*PROVIDED TEXT*.
◇ ◇ ◇ ◇ ◇
Court to rule whether Christians are ‘fit’ to foster

1 November 2010

In a landmark case, the High Court is to be asked to rule on whether experienced Christians are ‘fit people’ to adopt or foster children – or whether they will be excluded from doing so due to the recognition of homosexual rights – regardless of the needs of the child.

Derby City Council and Eunice and Owen Johns’ legal team have taken the unusual step of asking the Court to interpret the Sexual Orientation Regulations and the Equality Act because of a long-standing dispute the Council has with the Johns, who are both highly experienced foster carers, but whose traditional Christian views have left them penalised under legislation enacted by the former Government in the name of equality. This ‘equality’, however, privileges homosexual rights over those of others.

In January 2007, the Johns applied to Derby City Council to be respite carers for a single child aged 5-10 years old. However, in August 2007, the Claimants’ orthodox Christian views on the practice of homosexuality and their commitment to attending church with their children came to the notice of a social worker. As a result of this they were withdrawn from the process.

The Johns believe that to deny Christians the opportunity to be carers will deeply affect children’s welfare, not least because of the desperate shortage of foster carers. Furthermore, if the presumed impact of a loving Christian couple on a ‘hypothetical’ child of a homosexual disposition would be as damaging and discriminatory as the Council appears to suggest, enough even to require a potential blanket ban on fostering by all Christians in the United Kingdom, then the question has to be asked as to the danger of a vulnerable Christian child being placed in a homosexual household, or with non-religious carers, because of the ‘impact’ on the child. This question is never asked.

The need for more adoptive parents in Derby is acute, and has been for a decade.  In 2000 the local paper, the Derby Telegraph, helped launch a new national website (www.Adoption-net.co.uk) dedicated to adoption and fostering after recognizing the county’s massive need.

The Johns have been advised in their case by the Christian Legal Centre (CLC), and have instructed the leading Human Rights barrister, Paul Diamond, to act for the Johns.

Andrea Minichiello-Williams, director of the CLC, said: “The Johns are a loving Christian couple, who have in the past, and would in the future, give a wonderful home to a vulnerable child.  Research clearly establishes that children flourish best in a family with both a mother and father in a committed relationship, like the Johns have.
◇ ◇ ◇ ◇ ◇
*EXTRACTED MATERIAL*.
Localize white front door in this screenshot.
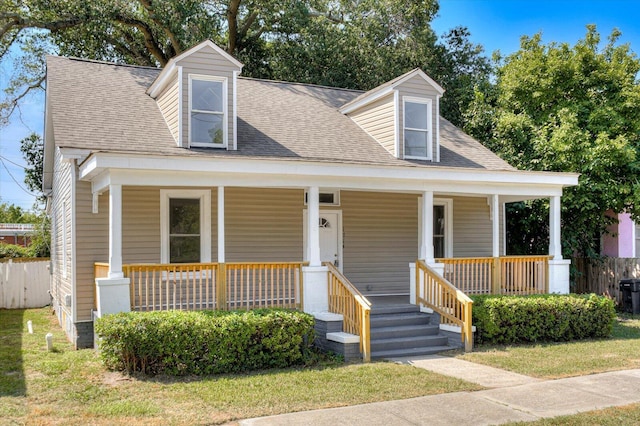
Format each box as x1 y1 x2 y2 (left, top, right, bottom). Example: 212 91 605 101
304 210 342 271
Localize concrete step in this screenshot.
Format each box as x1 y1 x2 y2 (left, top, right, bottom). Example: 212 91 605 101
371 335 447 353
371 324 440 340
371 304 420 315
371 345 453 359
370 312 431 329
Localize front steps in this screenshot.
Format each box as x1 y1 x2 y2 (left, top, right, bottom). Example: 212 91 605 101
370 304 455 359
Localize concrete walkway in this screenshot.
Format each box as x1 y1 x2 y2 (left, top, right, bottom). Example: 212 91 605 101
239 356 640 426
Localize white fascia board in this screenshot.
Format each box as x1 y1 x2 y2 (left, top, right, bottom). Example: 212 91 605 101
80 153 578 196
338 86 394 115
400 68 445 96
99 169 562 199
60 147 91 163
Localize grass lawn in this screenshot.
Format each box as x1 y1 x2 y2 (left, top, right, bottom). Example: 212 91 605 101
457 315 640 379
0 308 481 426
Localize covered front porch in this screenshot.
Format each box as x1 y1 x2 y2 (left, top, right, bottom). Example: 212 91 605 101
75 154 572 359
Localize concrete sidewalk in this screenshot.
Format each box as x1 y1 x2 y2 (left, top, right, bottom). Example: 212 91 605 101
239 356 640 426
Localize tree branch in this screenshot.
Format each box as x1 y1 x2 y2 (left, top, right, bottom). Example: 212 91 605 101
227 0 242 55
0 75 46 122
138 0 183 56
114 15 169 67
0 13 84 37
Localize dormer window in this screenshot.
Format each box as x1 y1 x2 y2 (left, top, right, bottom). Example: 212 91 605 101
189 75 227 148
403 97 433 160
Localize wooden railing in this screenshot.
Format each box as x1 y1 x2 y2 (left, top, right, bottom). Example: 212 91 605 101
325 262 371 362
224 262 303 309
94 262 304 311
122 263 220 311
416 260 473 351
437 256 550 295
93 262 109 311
◇ ◇ ◇ ◇ ◇
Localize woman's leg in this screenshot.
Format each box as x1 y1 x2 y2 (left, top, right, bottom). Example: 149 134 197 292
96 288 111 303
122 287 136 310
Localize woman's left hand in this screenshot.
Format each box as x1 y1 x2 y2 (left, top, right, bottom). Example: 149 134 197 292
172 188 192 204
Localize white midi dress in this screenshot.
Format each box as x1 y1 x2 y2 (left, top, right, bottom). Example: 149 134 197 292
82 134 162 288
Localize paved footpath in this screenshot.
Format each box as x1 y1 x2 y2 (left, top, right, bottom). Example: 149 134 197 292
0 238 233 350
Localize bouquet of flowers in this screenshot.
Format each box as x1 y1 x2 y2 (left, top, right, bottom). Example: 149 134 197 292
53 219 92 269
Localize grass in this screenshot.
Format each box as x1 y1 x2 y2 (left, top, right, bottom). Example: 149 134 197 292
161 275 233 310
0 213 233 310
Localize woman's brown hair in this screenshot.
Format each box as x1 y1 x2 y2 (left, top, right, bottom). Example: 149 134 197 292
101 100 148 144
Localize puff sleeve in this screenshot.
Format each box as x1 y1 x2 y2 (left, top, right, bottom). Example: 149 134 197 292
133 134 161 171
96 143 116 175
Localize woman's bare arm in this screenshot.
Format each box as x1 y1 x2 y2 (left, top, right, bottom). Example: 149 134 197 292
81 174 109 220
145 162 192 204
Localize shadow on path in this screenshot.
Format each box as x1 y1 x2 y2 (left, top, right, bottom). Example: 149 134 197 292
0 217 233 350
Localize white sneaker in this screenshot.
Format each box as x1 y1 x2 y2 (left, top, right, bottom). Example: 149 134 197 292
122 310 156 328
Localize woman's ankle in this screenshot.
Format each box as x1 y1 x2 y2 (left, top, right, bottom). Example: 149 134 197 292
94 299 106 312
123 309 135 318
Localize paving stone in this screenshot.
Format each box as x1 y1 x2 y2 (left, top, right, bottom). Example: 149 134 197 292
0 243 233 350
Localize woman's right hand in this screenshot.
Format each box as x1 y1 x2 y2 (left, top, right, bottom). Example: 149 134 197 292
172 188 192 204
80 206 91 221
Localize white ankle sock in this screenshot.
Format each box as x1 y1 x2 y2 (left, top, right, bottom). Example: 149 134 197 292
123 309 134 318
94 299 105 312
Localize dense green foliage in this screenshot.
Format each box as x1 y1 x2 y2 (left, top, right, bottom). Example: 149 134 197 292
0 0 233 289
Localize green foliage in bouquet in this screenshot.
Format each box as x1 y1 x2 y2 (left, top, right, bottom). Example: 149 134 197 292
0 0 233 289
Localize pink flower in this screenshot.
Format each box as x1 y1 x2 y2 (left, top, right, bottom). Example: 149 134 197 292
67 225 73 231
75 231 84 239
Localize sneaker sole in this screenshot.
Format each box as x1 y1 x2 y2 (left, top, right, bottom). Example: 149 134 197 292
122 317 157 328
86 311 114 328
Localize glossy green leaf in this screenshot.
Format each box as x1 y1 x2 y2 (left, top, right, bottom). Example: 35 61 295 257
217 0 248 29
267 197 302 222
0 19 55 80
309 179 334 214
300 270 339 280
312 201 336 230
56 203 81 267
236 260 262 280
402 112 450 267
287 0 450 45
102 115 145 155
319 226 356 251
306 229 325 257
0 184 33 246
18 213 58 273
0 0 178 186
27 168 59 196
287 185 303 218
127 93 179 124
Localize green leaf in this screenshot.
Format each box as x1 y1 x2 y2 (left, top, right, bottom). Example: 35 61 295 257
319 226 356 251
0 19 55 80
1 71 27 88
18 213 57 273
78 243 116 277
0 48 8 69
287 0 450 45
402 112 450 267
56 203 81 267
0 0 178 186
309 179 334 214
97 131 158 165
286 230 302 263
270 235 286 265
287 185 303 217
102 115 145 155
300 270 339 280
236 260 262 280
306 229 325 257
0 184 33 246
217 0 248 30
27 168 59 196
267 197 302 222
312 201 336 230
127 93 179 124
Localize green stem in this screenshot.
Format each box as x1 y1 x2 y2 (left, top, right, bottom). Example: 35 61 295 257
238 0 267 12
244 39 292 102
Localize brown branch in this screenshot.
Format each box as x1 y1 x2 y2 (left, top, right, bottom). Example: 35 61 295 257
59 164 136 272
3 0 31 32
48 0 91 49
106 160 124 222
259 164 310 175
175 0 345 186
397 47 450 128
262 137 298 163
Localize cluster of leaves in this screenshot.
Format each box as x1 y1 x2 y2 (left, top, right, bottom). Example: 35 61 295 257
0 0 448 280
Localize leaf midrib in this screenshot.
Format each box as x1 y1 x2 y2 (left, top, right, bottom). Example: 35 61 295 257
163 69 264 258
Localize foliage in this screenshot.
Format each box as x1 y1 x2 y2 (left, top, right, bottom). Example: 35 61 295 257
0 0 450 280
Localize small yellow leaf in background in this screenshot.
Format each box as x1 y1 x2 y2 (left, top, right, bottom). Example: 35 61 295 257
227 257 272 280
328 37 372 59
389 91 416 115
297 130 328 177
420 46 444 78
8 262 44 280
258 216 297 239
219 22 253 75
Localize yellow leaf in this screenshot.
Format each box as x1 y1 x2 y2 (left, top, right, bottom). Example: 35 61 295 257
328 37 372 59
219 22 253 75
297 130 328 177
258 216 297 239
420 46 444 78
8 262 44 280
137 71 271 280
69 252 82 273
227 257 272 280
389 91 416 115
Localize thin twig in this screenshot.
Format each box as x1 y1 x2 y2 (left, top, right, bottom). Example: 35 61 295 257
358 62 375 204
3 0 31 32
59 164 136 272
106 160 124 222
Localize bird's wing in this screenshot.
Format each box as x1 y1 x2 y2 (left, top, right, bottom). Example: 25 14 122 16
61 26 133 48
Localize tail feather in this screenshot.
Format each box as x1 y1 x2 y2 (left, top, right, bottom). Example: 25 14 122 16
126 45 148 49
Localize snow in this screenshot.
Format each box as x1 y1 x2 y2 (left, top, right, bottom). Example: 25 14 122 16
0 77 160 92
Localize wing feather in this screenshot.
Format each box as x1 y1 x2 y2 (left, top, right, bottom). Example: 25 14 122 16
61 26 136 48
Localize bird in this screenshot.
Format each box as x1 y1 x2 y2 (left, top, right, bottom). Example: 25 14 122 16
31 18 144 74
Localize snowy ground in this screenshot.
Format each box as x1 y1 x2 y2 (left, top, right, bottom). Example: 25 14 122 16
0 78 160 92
◇ ◇ ◇ ◇ ◇
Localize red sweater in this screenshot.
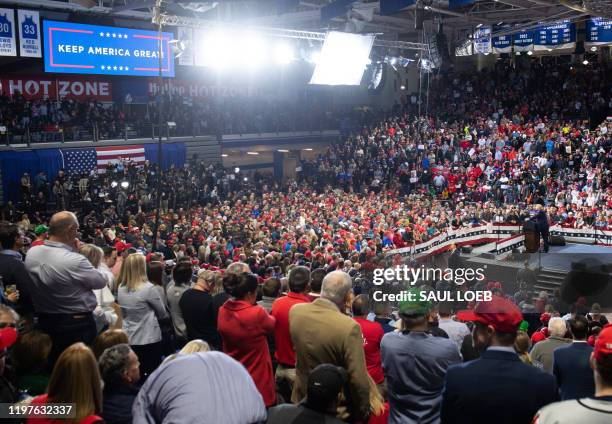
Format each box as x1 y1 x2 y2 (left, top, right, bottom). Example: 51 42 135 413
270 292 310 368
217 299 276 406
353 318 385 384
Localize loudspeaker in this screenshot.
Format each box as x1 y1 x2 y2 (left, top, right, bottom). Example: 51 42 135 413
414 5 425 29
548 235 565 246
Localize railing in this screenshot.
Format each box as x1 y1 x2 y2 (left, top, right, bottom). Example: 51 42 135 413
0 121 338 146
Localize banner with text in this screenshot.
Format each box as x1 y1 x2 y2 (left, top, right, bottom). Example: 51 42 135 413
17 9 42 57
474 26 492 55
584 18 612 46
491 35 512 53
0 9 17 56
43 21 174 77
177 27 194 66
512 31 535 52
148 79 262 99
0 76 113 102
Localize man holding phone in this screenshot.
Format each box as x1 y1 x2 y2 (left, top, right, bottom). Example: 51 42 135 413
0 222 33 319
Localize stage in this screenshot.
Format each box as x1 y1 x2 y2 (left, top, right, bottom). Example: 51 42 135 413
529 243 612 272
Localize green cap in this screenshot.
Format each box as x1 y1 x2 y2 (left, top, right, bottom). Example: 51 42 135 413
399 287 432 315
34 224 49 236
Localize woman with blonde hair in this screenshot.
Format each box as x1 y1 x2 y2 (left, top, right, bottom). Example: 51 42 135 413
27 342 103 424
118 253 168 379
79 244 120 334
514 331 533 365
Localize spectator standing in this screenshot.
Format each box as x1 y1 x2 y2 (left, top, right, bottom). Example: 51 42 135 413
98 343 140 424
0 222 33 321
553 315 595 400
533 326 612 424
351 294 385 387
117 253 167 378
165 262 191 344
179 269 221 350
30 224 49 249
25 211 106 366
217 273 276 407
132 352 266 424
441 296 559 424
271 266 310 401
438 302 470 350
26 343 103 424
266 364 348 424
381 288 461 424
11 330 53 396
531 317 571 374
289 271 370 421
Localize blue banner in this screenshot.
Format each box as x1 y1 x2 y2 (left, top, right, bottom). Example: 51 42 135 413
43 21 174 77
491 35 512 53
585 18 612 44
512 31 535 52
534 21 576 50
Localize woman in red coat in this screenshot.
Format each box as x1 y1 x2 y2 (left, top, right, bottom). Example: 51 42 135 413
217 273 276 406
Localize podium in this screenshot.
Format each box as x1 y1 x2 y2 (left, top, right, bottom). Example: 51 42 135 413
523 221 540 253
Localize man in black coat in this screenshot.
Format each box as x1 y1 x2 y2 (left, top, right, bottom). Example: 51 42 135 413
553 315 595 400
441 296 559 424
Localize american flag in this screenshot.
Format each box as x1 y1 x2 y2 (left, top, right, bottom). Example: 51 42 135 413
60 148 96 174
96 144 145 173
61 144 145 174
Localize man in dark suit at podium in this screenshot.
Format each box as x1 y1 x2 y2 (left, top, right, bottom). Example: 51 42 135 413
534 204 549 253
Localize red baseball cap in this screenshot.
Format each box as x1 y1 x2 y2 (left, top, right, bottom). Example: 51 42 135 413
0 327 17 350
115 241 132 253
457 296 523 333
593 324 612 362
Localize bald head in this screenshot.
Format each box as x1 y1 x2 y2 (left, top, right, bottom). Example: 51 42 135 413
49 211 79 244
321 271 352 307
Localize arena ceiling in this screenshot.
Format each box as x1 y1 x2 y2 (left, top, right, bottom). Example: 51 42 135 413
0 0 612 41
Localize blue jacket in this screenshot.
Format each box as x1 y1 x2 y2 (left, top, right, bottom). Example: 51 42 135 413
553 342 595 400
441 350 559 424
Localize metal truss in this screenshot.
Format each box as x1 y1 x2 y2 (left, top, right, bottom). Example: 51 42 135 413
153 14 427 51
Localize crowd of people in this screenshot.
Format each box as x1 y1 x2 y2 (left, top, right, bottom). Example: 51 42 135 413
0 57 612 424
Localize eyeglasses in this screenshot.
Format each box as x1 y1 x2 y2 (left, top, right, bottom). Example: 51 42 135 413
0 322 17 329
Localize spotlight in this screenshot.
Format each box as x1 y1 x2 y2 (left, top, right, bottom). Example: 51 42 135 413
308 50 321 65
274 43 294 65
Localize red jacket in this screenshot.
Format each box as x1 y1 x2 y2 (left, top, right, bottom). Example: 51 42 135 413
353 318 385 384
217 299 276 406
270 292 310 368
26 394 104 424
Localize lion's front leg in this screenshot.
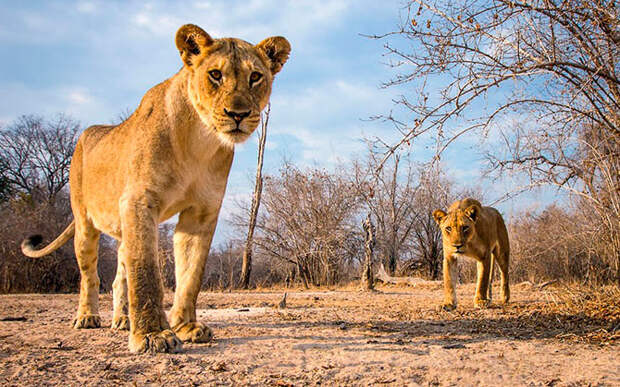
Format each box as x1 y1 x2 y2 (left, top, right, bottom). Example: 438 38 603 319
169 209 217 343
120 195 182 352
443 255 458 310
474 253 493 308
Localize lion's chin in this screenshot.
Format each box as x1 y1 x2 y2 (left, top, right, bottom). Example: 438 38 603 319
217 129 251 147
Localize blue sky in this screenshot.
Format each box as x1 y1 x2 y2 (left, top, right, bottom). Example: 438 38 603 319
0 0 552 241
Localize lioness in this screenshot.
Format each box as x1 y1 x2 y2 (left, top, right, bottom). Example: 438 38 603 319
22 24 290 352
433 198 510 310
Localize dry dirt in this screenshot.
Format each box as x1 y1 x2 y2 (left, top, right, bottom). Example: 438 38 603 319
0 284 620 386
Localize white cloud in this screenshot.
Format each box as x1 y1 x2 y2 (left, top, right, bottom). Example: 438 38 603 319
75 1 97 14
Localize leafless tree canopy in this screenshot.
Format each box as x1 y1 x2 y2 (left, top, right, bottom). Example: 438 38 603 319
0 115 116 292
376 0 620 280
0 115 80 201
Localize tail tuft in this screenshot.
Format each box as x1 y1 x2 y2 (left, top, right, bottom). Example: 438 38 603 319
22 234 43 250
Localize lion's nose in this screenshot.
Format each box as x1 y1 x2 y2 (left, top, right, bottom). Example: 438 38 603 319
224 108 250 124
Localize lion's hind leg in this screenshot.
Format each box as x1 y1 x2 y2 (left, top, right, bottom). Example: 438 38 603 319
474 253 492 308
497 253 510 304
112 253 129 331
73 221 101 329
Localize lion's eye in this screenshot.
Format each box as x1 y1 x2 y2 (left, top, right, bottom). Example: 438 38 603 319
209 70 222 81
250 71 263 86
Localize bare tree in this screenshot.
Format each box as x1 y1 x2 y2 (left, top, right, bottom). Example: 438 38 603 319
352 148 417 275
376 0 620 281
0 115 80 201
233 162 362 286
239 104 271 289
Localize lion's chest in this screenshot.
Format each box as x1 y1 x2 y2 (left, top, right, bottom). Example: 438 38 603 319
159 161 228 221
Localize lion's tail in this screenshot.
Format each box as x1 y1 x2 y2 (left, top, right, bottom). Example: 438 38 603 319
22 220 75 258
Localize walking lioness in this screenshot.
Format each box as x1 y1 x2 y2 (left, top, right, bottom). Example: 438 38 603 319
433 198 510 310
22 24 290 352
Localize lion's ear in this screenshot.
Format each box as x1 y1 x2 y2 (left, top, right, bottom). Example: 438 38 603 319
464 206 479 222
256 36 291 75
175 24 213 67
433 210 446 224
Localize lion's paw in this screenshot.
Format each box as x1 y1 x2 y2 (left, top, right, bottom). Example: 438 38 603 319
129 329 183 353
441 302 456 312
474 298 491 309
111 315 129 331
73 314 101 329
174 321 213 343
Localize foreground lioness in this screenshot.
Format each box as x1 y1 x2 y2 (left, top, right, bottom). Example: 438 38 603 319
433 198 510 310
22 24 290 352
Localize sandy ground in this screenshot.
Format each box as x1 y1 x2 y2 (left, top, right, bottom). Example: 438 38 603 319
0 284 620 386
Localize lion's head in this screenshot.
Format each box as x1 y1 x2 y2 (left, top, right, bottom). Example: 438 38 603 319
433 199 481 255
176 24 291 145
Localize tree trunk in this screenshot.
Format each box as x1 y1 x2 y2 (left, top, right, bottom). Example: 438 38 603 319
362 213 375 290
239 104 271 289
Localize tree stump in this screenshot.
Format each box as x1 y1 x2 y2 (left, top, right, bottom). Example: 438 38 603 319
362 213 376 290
◇ ◇ ◇ ◇ ◇
*PROBLEMS AND TASKS*.
1) According to the article on the Johns' fostering case, in what month and year did the Johns apply to Derby City Council, and what did they apply to be?
2) Do these statements agree with the article on the Johns' fostering case? Answer yes or no for each, quoting the words of the article that decide it.
(a) The Johns were withdrawn from the process after a social worker learned of their views.
(b) The Derby Telegraph helped launch the adoption and fostering website in 2010.
(c) Paul Diamond is the director of the Christian Legal Centre.
3) Pick up the article on the Johns' fostering case after its last sentence and write one more paragraph in the same style.

*PER-TASK OUTPUTS*.
1) In January 2007, they applied to be respite carers for a single child aged 5-10 years old.

2)
(a) Yes: "As a result of this they were withdrawn from the process."
(b) No: "In 2000 the local paper, the Derby Telegraph, helped launch a new national website"
(c) No: "Andrea Minichiello-Williams, director of the CLC"

3)
“Many Catholic adoption agencies have been forced to close because of their belief that vulnerable children should not be placed with homosexual couples, and medical advisers on adoption panels risk being dismissed if they decline to place children with homosexual couples, even if their reasoning is premised on scientific research as well as religious belief. Now, one of the issues before the Court is whether Christian couples, who have traditional views on sexual ethics, are ‘fit and proper persons’ to foster (and, by implication, adopt). That the Court even needs to consider this is a remarkable reversal in the concept of the public good and the traditional definition of sexual morality.”

The Court may well wish to consider the Government’s own statistics on the numbers of homosexuals living in the UK. These statistics were not available at the time of the passing of the SORs or the Equality Act.  The first ever official count of the homosexual population, by the Office of National Statistics last month, has found that only one in 100 adults is homosexual. The figure explodes the assumption – long promoted by the homosexual lobby – that the number is up to ten times higher than this at one in ten.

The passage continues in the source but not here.